Supplied data start

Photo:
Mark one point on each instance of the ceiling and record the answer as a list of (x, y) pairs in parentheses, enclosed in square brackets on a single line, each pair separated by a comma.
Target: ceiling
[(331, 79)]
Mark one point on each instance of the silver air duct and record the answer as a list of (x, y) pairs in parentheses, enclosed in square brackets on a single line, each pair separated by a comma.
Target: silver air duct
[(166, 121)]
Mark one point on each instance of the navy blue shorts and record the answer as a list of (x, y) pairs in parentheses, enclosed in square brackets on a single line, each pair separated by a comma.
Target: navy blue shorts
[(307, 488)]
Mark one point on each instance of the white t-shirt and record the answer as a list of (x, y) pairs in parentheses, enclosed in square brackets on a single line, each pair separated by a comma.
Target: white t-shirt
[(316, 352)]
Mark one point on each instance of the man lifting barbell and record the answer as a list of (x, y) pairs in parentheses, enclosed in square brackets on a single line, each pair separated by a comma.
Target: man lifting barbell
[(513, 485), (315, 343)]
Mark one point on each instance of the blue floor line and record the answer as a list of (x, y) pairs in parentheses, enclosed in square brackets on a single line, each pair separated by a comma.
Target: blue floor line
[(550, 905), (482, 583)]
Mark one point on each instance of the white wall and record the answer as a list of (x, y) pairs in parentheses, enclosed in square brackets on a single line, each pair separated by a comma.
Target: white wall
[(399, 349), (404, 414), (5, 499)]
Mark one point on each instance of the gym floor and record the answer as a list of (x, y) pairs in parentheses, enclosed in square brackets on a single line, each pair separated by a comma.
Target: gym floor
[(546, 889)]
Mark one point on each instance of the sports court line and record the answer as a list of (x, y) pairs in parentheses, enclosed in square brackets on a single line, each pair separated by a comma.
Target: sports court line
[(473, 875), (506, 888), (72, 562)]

Supplied data end

## Task prompt
Starting at the line containing "Mark one point on each instance of the gym" and ending at the line containing "[(546, 889)]", write those items out again with 65 added to each coordinate in the answers.

## Solution
Mark one point on each instance of the gym floor and record the answer as a list of (x, y) pairs in parentheses, enclosed in square brackets on a single line, each pair separated by a comma.
Target: gym floor
[(611, 954)]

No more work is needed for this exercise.